Nov. 27, 2000 -- By the age of 40, Lahle Henninger says she'd had only five naturally occurring menstrual periods in her entire life. She's since had more, but only with the help of hormone supplements. For years, this Virginia mother of four also suffered from excess facial and body hair, severe acne, and tremendous weight gain. What was causing such bodily mayhem? None of the nearly 20 doctors she consulted could come up with a diagnosis, let alone a solution.
Then, at 27, she sought help for a minor sinus infection. When Henninger told her doctor about her other problems, "She looked at me and said, 'You can't go two years without a period; that means something's wrong.'" The doctor ordered blood tests, a sonogram to check Henninger's ovaries, and the opinion of an endocrinologist. One week later, Henninger received the diagnosis: polycystic ovary syndrome (PCOS).

______

Please continue the article above about Lahle Henninger's diagnosis of polycystic ovary syndrome, starting after its last sentence.

______

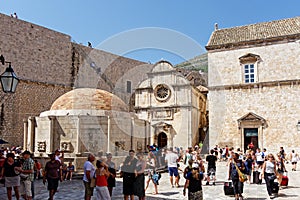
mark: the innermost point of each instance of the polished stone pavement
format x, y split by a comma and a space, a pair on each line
73, 190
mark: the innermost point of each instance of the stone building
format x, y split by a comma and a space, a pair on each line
254, 85
86, 120
49, 65
175, 108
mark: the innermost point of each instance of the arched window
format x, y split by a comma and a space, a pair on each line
249, 63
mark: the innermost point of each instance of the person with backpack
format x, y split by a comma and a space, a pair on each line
238, 186
194, 183
269, 174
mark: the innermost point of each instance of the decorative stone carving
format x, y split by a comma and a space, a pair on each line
42, 146
120, 145
66, 146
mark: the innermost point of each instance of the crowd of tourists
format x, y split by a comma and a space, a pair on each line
19, 170
143, 170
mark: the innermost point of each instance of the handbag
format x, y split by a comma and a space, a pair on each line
93, 180
242, 177
24, 176
272, 177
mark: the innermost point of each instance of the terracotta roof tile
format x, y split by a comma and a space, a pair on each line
253, 32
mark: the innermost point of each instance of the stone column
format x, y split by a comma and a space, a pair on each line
30, 141
25, 121
108, 134
131, 133
50, 146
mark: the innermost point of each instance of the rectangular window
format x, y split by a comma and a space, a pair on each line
249, 73
128, 87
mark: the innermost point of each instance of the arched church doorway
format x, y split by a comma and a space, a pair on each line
162, 140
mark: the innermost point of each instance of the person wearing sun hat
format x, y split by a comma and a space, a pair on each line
51, 175
27, 176
194, 183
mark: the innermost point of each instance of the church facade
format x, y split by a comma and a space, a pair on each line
175, 109
254, 85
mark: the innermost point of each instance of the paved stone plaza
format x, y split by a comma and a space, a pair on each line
75, 190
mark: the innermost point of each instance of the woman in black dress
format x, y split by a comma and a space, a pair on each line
139, 185
111, 180
128, 171
12, 180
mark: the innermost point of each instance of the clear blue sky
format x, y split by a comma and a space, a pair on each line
101, 21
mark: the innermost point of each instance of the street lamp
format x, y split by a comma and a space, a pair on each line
9, 80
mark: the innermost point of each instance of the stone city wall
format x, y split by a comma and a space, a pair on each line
49, 65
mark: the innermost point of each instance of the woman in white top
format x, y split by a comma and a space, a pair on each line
294, 157
269, 173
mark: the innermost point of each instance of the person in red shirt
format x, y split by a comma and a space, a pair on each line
101, 175
251, 146
51, 175
2, 160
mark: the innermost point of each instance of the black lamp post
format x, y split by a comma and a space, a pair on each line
9, 80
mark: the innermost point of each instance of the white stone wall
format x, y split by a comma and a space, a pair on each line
278, 104
279, 62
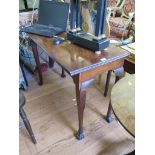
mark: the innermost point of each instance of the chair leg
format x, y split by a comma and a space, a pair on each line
107, 83
27, 124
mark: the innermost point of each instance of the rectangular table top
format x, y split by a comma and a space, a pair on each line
75, 59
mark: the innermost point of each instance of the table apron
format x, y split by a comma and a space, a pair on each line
92, 73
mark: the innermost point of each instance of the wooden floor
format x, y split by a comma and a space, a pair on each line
52, 112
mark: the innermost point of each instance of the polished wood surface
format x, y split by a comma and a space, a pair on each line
52, 112
76, 59
81, 64
123, 102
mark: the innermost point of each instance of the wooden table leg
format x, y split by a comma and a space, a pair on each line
63, 75
109, 113
81, 98
27, 124
119, 72
107, 83
36, 57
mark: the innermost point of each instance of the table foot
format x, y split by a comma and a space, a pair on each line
80, 135
109, 119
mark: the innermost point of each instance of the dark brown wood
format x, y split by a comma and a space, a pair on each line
119, 73
63, 75
107, 83
109, 113
23, 72
51, 62
81, 64
129, 67
81, 99
36, 57
75, 59
24, 117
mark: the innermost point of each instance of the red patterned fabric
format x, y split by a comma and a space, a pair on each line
129, 6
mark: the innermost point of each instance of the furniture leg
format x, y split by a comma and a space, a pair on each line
23, 72
109, 113
107, 83
27, 124
63, 75
36, 57
119, 72
51, 62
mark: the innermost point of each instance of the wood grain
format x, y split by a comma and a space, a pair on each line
52, 112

______

▶ _Reply to the exercise_:
The story gets worse: Researchers are now finding that women with PCOS are at higher risk for diabetes, heart disease, uterine cancer, and high blood pressure. For example, researchers reported in the January 1999 issue of the Journal of Clinical Endocrinology and Metabolism that these women are three times more likely to develop diabetes. At an annual meeting of endocrinologists this past June, researchers presented evidence suggesting that PCOS speeds the development of heart disease. This evidence brings an urgency to discovering better ways to diagnose and treat the syndrome, according to PCOS expert Walter Futterweit, MD, since he says that up to 10% of all U.S. women of reproductive age suffer from this often devastating condition.
The mystery of PCOS
What accounts for the lack of periods and other symptoms? Women with PCOS have excessively high levels of male hormones, such as testosterone. The result: Henninger's facial hair and the 278 pounds circling her midsection -- the "apple shape" associated with a propensity for heart disease. Testosterone overload can also lead to infertility or recurrent miscarriages, male pattern hair thinning, and sometimes multiple cysts on the ovaries. And, as evidenced by the irregular periods, women with PCOS don't regularly ovulate.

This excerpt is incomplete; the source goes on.